• [GIVEN INFORMATION]
******************************

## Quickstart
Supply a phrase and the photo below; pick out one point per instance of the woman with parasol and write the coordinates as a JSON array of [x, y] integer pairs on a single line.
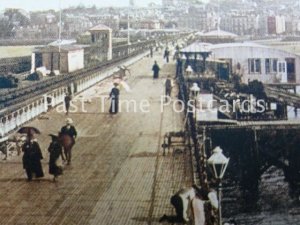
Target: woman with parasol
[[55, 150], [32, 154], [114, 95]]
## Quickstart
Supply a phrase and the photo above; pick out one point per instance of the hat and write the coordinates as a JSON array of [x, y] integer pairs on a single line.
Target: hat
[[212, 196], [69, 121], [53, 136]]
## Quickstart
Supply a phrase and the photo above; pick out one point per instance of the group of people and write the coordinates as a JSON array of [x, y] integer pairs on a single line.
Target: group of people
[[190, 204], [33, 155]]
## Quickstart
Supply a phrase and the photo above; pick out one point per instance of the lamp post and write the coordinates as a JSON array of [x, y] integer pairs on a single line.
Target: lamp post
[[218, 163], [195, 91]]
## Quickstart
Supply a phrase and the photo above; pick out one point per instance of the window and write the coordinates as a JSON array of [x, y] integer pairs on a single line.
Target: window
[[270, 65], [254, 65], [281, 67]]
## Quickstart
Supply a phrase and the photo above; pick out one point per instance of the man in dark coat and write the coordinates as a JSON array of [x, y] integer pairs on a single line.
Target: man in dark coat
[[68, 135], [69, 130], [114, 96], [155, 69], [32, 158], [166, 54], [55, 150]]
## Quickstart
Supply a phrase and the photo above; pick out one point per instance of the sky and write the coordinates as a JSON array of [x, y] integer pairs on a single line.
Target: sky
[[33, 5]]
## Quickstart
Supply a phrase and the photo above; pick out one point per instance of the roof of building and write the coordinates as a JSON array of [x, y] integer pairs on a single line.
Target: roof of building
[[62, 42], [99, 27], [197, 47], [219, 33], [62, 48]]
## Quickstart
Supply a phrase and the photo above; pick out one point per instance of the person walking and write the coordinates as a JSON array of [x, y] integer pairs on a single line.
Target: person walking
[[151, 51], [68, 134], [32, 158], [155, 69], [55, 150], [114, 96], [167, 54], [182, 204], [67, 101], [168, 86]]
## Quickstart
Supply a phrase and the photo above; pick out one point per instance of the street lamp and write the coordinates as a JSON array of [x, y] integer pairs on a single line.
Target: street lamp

******************************

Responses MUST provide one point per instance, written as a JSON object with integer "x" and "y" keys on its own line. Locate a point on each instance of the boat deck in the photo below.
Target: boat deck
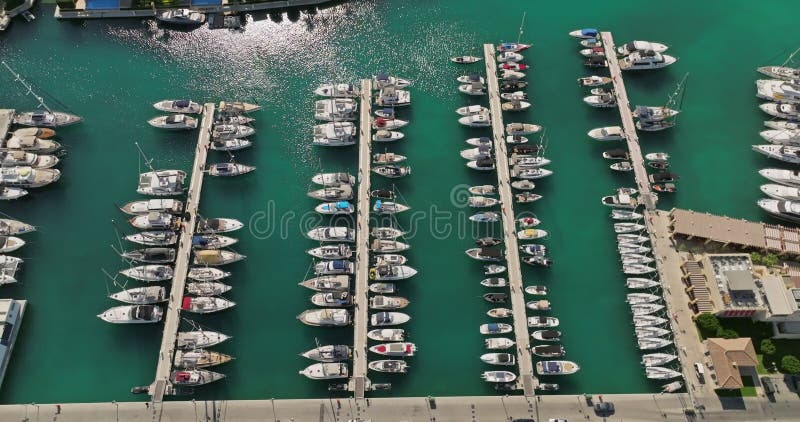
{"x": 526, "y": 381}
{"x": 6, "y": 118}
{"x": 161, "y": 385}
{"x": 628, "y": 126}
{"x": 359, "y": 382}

******************************

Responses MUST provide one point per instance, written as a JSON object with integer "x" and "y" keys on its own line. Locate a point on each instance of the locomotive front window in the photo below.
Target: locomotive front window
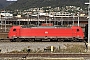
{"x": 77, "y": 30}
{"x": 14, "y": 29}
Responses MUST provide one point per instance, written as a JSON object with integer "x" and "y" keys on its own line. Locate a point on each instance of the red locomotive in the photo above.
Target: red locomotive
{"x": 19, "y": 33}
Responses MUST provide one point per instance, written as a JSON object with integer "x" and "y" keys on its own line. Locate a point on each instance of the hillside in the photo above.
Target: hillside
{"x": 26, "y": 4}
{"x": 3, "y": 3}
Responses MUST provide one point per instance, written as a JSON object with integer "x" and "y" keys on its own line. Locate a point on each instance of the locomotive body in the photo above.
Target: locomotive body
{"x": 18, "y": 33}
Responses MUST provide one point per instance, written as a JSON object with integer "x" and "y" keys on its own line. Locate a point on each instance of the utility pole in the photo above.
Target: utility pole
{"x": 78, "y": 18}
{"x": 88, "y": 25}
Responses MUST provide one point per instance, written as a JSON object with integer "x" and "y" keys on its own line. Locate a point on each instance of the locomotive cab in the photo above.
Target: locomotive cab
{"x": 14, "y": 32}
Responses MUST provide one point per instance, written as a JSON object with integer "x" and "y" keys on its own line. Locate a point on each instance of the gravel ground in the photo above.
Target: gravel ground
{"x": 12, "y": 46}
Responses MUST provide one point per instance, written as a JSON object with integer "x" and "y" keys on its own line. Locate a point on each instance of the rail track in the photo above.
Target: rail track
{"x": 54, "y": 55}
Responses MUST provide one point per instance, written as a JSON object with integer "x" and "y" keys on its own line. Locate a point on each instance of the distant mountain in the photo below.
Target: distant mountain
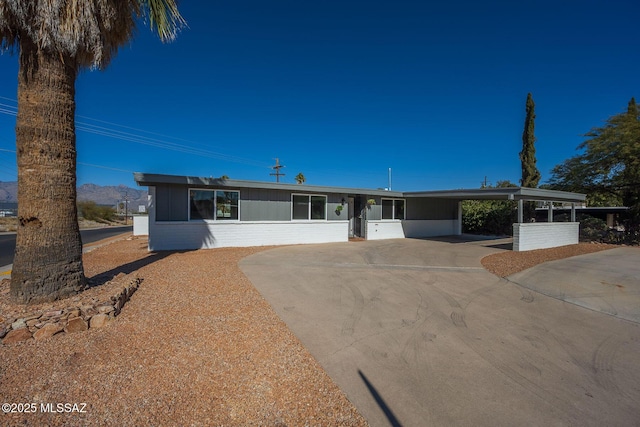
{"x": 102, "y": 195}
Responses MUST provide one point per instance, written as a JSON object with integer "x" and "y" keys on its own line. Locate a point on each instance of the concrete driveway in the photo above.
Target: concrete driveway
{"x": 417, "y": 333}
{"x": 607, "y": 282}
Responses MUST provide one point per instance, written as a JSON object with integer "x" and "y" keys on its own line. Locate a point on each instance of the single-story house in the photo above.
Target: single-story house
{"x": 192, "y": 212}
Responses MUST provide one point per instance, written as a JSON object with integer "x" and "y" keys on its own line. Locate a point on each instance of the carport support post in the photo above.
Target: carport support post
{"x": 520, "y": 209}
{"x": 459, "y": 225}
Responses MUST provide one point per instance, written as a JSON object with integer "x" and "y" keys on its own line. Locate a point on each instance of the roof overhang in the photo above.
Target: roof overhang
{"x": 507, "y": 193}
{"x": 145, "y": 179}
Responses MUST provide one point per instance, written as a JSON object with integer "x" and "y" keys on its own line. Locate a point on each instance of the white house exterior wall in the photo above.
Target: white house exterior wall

******************************

• [PROBLEM DESCRIPTION] Which rows above contain the string "mountain", matching case? Gather every such row and copy each one out whole.

• [ANSWER TO THIS EXERCISE]
Responses MUST provide one point per instance, written as a JSON object with integer "x" and "y" keys on its own line. Locate a point on each instance of the distant mountain in the photo below.
Target: distant mountain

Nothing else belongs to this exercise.